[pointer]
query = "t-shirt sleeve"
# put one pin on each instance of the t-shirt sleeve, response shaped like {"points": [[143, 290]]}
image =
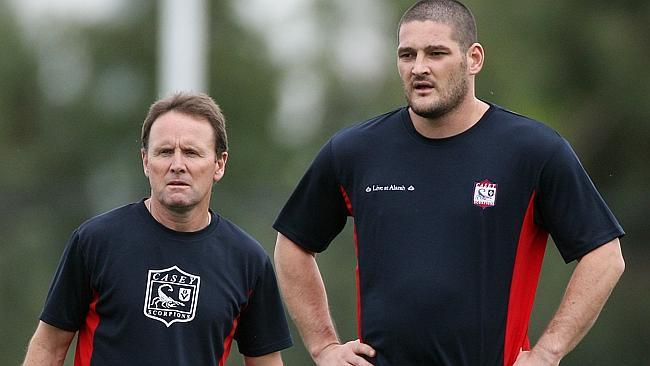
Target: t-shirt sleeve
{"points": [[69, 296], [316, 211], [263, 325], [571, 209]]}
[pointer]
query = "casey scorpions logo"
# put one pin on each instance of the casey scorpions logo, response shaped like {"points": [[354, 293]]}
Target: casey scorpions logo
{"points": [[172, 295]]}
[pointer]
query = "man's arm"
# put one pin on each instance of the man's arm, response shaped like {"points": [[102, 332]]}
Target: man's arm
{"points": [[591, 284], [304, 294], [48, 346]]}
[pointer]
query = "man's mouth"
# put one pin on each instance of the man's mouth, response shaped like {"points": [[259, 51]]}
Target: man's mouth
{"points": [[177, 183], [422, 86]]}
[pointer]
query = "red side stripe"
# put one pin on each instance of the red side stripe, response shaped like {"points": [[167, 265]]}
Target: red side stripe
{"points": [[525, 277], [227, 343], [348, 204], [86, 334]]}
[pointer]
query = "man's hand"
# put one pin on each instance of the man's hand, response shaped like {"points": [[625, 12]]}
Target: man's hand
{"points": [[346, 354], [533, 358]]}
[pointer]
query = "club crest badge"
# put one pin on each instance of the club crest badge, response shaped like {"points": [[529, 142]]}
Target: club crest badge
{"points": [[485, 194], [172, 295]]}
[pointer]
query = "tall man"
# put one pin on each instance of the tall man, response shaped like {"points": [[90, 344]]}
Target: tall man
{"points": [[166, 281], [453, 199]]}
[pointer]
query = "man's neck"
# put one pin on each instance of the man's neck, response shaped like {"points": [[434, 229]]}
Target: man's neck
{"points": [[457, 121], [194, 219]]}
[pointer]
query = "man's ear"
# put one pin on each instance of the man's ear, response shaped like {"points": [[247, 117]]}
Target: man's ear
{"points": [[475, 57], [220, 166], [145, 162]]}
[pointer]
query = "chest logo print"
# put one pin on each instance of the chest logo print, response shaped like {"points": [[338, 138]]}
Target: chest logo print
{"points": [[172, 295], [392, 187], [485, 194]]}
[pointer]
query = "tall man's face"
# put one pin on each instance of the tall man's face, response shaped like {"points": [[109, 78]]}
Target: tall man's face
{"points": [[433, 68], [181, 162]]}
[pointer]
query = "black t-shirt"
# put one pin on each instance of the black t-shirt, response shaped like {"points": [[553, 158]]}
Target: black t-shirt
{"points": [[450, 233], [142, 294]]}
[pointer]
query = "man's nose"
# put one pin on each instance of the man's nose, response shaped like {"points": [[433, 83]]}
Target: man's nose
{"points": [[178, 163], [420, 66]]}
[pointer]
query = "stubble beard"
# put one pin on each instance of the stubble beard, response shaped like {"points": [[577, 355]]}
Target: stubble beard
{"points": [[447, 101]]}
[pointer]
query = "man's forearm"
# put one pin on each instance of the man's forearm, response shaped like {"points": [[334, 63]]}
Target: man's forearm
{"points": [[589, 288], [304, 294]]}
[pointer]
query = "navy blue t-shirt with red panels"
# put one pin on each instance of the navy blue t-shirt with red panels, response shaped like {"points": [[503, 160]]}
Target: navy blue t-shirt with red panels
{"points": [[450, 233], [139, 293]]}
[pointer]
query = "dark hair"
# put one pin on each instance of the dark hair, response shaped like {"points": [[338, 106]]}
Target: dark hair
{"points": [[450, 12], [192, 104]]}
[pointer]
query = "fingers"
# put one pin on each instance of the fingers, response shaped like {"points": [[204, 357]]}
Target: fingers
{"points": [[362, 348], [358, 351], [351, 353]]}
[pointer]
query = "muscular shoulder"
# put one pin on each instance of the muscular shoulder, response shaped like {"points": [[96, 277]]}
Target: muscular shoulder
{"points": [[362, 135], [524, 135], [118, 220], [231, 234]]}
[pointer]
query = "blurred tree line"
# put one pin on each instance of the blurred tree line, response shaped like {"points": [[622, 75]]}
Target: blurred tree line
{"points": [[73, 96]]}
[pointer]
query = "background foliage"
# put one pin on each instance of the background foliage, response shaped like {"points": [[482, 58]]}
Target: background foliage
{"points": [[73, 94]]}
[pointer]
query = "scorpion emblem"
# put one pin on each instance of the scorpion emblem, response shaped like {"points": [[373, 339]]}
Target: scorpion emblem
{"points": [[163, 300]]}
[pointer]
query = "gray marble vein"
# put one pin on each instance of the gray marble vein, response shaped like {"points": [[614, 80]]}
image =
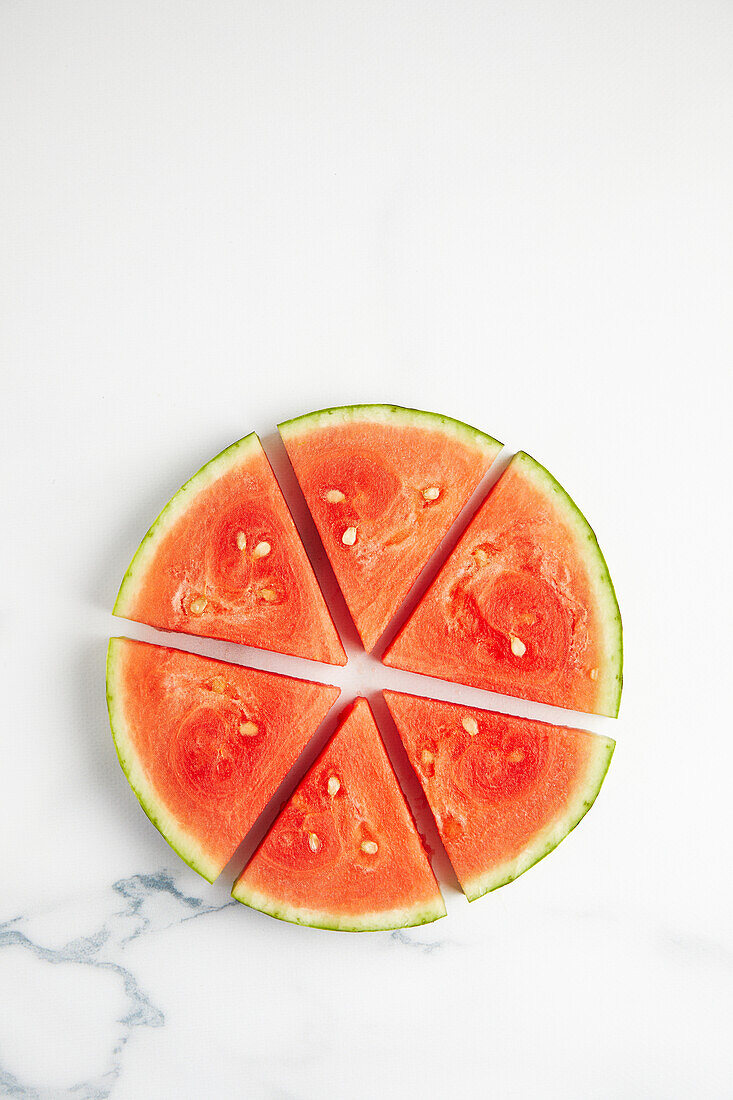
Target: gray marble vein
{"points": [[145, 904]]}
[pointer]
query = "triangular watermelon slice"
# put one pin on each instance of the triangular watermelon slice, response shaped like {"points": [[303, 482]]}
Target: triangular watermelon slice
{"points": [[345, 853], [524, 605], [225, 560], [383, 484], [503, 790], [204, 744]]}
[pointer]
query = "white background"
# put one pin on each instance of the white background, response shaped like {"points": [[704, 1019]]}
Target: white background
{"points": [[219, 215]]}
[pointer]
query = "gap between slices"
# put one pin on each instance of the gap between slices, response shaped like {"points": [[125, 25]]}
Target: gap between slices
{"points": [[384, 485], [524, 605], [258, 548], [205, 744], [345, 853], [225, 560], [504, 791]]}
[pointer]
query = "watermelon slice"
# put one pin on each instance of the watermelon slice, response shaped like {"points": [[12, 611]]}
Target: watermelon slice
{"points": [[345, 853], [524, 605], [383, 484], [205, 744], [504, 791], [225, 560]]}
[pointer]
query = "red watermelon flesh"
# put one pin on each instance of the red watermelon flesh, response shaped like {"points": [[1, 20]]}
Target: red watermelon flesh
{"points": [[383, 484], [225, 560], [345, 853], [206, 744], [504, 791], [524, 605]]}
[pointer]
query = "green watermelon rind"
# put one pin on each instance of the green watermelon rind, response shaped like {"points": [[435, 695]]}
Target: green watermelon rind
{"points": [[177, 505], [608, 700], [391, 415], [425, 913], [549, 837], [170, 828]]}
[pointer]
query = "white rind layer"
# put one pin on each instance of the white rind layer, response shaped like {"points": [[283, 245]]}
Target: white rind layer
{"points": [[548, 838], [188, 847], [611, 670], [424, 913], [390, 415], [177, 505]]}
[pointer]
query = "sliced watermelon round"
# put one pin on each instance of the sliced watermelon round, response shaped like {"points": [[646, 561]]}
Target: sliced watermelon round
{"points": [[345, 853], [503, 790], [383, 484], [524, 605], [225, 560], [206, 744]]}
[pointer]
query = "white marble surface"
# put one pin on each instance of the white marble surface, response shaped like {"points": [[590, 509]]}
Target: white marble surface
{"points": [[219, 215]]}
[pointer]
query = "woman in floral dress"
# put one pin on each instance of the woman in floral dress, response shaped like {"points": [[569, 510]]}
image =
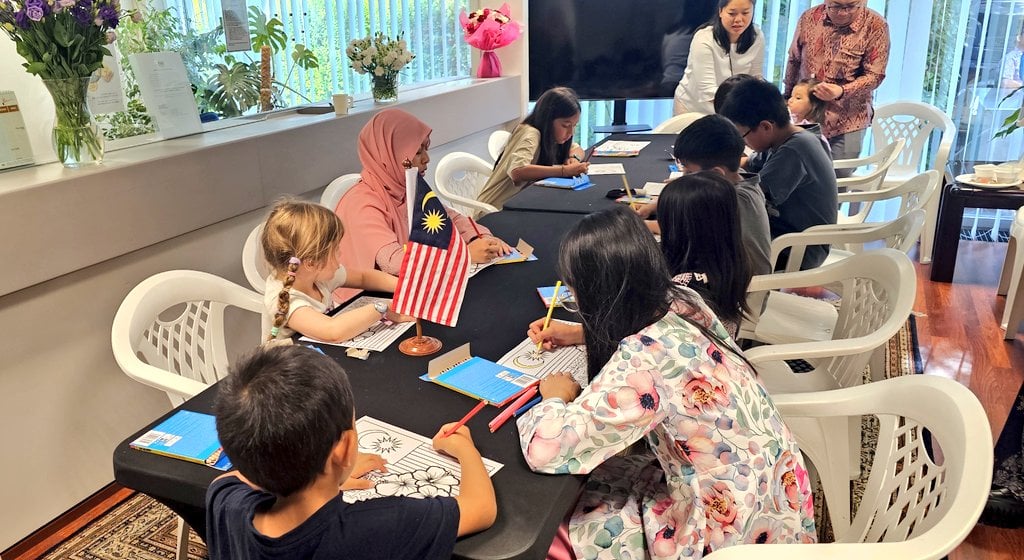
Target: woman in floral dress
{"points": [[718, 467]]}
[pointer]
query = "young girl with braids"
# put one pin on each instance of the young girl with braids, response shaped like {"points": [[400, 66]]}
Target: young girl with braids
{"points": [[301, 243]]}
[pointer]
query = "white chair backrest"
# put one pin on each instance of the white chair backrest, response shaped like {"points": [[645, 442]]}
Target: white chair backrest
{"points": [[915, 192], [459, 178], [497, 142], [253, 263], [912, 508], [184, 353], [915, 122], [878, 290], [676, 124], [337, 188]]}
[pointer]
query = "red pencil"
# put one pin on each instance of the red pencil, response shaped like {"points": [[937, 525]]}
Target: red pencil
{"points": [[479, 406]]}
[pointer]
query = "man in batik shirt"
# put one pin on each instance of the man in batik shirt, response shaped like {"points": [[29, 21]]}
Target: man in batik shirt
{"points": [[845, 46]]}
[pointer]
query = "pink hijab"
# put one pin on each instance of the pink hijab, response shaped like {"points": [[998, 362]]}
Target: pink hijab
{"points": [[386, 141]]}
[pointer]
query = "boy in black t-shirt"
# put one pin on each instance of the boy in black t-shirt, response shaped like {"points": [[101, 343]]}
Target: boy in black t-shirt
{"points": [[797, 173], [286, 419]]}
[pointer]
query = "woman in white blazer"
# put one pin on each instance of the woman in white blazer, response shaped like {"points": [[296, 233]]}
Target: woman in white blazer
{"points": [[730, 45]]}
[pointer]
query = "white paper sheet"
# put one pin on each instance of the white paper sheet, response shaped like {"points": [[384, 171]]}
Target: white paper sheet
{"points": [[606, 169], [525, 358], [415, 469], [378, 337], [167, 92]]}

■ WHAT NEEDS TO BE DONE ■
Copy the records above exactly, from the first line through the line containing "# put one pin on each instance of the red side", and leave out the pictures.

■ EXPECTED OUTPUT ■
[pointer]
query = "t-shirt sleeve"
# put one pin on each instance of the t-shirt sleeve, response shaped like {"points": [[143, 290]]}
image =
Target: t-shirt sleeve
{"points": [[69, 296], [316, 211], [263, 325], [571, 209]]}
[pointer]
query = "casey scorpions logo"
# put one pin on each instance of the casey scorpions logo, response shaped like {"points": [[354, 293]]}
Target: casey scorpions logo
{"points": [[172, 295]]}
[pointer]
query = "man's arm"
# put one pin on each instance of the man's arm, response shaped like {"points": [[102, 332]]}
Target: man's arm
{"points": [[591, 284], [304, 294], [48, 346]]}
[pointer]
query = "man's mouth"
# put one pin on each instance of the man's mouth, response shaped like {"points": [[259, 51]]}
Target: man's mouth
{"points": [[177, 183], [422, 86]]}
[pointer]
query = "red side stripe"
# put one pin on each instance of the red side stripe, response shaped like {"points": [[167, 265]]}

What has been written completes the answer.